Task set:
a) In the book review below, rewrite the paragraph that begins "The concept of the 'original historical context'" as a short bulleted list that keeps its main points.
b) According to the book review below, how many of the New Testament writings are letters?

Source passage:
* * *

Consigning God to ancient

The Biblical World

May 16, 2003

Modern biblical scholarship is peculiarly self-conscious about its own modernity. According to the standard account of its history, modern biblical scholarship originates in the decision to read the biblical texts outside and apart from the doctrinal traditions of the Christian churches.

In the "pre-critical" era (so the story goes), people used the texts merely to confirm what they already believed on other grounds. In the "modern" era, however, we have learnt to read the texts as they should be read - by restoring them to their original historical contexts, the native habitat from which they were uprooted by their later inclusion within the biblical canon. This "historical" or "historical-critical" perspective is supposed to deliver us, and the Bible itself, from various objectionable fundamentalisms that misappropriate it as a polemical weapon and as a means of ideological control.

The concept of the "original historical context" is a highly flexible one, however. It encompasses the immediate circumstances of origin - a specific date, place, author and intention - but also the broader historical, social and cultural setting presupposed in the text. The original historical context of a text from the Old Testament or "Hebrew Bible" comprises not only a specific set of circumstances in ancient Israel but also, potentially, the entire history of the ancient near east. In principle, almost anything within that history might become relevant for biblical interpretation. Ultimately, it is the interpreter who must determine what is going to count as the historical context of a specific text. A context is not simply given; it must be constructed.

Contributions to The Biblical World oscillate between narrower and broader construals of historical context. The treatment of the gospels (John Muddiman) confines itself to reconstructing the intentions of the canonical evangelists and has little to say about broader generic conventions that make it possible for early Christians to write bioi or "lives" of Jesus. On the other hand, the article that follows is devoted to "Letters in the New Testament and in the Greco-Roman world" (Harry Gamble), and shows how the letters that comprise 21 of the New Testament writings reflect and adapt contemporary practice. A wide-ranging treatment of "Near eastern myths and legends" (Stephanie Dalley) is followed by an article that confines itself to "Historiography in the Old Testament", even though the author (A. D. H. Mayes) acknowledges that attempts at history writing were not unique to ancient Israel.

* * *

Stored records:
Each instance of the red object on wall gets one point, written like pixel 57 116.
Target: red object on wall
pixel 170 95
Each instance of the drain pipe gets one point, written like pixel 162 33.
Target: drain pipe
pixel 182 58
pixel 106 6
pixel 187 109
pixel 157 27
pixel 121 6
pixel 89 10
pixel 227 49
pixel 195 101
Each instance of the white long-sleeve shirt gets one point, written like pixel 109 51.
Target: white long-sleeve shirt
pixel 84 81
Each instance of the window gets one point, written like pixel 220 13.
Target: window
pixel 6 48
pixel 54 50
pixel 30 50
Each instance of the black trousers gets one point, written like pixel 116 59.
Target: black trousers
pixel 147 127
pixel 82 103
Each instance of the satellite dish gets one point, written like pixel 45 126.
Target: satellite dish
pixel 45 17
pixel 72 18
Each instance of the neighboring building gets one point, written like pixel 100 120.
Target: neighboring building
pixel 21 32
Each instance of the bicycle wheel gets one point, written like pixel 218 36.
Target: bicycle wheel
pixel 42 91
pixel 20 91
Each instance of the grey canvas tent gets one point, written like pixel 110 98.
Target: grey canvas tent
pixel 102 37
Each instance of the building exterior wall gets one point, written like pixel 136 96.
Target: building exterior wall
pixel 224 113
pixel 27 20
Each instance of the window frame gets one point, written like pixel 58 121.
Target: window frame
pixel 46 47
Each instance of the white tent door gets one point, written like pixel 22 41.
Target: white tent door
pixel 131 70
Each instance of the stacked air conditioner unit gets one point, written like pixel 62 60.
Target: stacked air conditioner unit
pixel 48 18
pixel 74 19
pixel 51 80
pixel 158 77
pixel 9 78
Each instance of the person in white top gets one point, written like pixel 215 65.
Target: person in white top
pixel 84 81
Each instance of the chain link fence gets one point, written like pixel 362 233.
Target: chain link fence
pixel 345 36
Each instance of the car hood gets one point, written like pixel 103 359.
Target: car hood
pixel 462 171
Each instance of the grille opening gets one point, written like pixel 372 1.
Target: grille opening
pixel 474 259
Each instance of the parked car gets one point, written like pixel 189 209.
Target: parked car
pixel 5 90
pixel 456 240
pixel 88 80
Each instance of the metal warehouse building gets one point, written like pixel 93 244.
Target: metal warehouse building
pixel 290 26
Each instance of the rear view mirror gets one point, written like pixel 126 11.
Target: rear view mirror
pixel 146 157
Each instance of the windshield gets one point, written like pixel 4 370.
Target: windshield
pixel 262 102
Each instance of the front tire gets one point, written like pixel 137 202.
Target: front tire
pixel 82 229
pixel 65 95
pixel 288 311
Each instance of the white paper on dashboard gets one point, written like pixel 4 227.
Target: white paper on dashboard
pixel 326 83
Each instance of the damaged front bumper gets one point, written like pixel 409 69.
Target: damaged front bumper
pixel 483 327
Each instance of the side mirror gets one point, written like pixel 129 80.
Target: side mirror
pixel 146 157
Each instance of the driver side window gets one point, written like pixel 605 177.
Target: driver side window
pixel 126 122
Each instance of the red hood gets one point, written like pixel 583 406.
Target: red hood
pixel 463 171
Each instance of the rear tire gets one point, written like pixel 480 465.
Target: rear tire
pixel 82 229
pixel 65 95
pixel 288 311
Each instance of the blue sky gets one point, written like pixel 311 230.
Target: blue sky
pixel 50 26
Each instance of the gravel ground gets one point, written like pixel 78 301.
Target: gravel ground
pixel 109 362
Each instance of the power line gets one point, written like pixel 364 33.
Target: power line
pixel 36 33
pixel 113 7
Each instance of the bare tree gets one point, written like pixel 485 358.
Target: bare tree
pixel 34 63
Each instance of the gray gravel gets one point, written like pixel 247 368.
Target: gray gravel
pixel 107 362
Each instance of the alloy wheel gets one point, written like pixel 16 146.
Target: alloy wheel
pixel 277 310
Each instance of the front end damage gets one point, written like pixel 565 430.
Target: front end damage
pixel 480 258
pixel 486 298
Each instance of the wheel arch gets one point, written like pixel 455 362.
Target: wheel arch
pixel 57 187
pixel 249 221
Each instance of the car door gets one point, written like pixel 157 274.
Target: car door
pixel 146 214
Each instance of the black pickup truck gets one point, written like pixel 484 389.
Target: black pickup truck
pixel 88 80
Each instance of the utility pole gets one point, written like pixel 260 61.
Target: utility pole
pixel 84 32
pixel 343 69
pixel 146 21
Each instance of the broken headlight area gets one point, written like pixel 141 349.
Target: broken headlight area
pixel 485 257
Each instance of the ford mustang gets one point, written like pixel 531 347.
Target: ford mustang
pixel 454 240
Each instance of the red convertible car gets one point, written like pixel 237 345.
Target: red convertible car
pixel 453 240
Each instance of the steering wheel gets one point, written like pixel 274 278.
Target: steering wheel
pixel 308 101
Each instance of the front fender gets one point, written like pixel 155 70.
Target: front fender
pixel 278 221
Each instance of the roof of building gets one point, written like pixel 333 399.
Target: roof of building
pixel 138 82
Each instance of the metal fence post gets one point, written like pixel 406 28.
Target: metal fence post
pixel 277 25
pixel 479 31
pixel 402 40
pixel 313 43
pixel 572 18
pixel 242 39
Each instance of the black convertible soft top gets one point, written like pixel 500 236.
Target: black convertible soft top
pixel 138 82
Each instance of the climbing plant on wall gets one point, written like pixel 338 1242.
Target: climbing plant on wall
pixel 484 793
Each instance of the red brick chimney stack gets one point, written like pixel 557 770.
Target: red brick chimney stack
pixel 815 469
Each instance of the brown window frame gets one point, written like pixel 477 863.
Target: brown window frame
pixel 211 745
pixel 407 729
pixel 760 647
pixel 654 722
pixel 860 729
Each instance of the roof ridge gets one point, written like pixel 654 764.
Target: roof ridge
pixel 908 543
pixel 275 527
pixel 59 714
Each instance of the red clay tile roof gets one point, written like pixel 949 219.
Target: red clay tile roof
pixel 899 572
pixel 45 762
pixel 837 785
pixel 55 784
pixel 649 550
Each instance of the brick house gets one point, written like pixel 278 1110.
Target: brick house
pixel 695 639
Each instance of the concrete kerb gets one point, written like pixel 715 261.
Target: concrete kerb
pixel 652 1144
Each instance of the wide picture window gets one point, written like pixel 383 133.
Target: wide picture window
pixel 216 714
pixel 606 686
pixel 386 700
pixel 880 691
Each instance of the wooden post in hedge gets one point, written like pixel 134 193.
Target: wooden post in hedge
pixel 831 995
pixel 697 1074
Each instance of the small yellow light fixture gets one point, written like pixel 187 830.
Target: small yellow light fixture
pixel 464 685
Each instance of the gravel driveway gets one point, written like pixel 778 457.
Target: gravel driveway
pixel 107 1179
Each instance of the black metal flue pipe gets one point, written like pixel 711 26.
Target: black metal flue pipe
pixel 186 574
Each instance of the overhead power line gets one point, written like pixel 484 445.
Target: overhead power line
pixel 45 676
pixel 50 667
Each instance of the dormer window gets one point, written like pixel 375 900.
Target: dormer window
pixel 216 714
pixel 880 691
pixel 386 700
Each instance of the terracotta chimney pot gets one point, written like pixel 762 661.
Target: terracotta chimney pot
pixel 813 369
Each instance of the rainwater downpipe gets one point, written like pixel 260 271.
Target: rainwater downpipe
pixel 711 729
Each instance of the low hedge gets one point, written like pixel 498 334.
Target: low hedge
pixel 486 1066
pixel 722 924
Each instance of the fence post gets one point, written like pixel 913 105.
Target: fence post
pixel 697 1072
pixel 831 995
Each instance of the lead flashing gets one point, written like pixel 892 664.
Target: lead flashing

* * *

Responses to the exercise:
a)
- The idea of a text's "original historical context" is very flexible.
- It covers the immediate circumstances of origin (date, place, author and intention) and also the broader historical, social and cultural setting the text presupposes.
- For an Old Testament or "Hebrew Bible" text, this can mean specific circumstances in ancient Israel and potentially the whole history of the ancient near east.
- In principle, almost anything in that history could matter for interpretation.
- The interpreter ultimately decides what counts as a text's historical context: a context is not given but constructed.

b) 21